Actions to take:
- A) In the risk management text, how many main enterprise risks do large global companies typically have?
- B) List every organization named in the risk management text as one where D'Amelio currently serves as a board director.
- C) Quote the risk management text from "D'Amelio tells the" to "enterprise-wide risk program.".

It is far too easy to generalize about all CFOs from the example of one.

But I am going to take one CFO, share what he has to say about risk management, and talk about how dangerous his views and practices are.

One CFO's Take on Risk Management

Earlier this year, the Wall Street Journal published a sponsored article by Deloitte, which interviewed its CFO-in-Residence, Frank D’Amelio, on Managing Enterprise Risk.

D'Amelio was the “former CFO and EVP at Pfizer and [is] currently CFO-in-residence and independent advisor to Deloitte’s CFO Program …. In his two decades as finance chief [he] has developed many important ERM practices. D’Amelio also currently serves as a board director for Hewlett Packard Enterprise Co., Humana Inc., Zoetis Inc., Catalent Inc., Sail Biomedicines, EntityRisk and the Michael J. Fox Foundation for Parkinson’s Research.”

D'Amelio tells the interviewer:

  • The CFO still needs to own and drive the ERM process within the company. 
  • He made the head of internal audit the leader, in charge of advancing risk sensing, assurance and mitigation strategies.
  • He expects internal audit to be closely tied into all areas and functions of the organization so that together with those business and functional leaders they could identify the key enterprise risks.
  • Typically, large global companies have 15 to 20 main enterprise risks, and those are the things you spend a lot of time on and drill down on. His team would then build a who, what and when action plan for each of those areas. That kind of ownership and clarity is very helpful in developing an enterprise-wide risk program.  
  • He would talk to the CEO, the head of internal audit, the controller, the lead partner of his external auditing company and the chair of the audit committee and full board to get his arms around what they think the enterprise risk is and the process in place to deal with that risk.  
  • Next, he would speak with the CIO to understand the systems environment and controls environment he was inheriting, and then the chief information security officer (CISO) to understand who is working to prevent cyberattacks. He'd also sit with the business leaders to understand their involvement in enterprise risk oversight.
  • He thinks if you’re doing enterprise risk right, there aren’t going to be a lot of major changes among the top issues you’re following from year to year.

Raw data:

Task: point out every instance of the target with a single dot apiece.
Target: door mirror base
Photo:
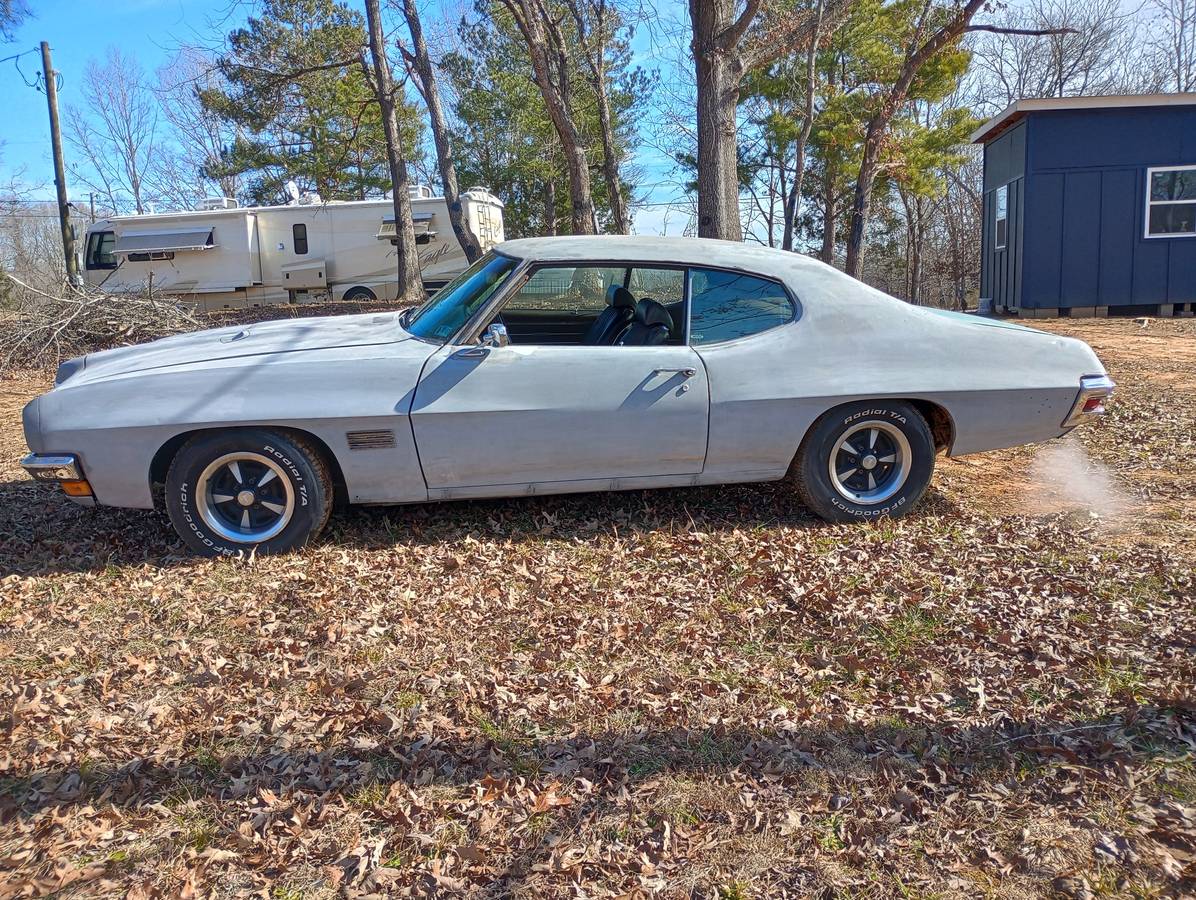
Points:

Exercise solutions:
- A) 15 to 20

- B) Hewlett Packard Enterprise Co., Humana Inc., Zoetis Inc., Catalent Inc., Sail Biomedicines, EntityRisk, and the Michael J. Fox Foundation for Parkinson's Research

- C)
D'Amelio tells the interviewer:

  • The CFO still needs to own and drive the ERM process within the company. 
  • He made the head of internal audit the leader, in charge of advancing risk sensing, assurance and mitigation strategies.
  • He expects internal audit to be closely tied into all areas and functions of the organization so that together with those business and functional leaders they could identify the key enterprise risks.
  • Typically, large global companies have 15 to 20 main enterprise risks, and those are the things you spend a lot of time on and drill down on. His team would then build a who, what and when action plan for each of those areas. That kind of ownership and clarity is very helpful in developing an enterprise-wide risk program.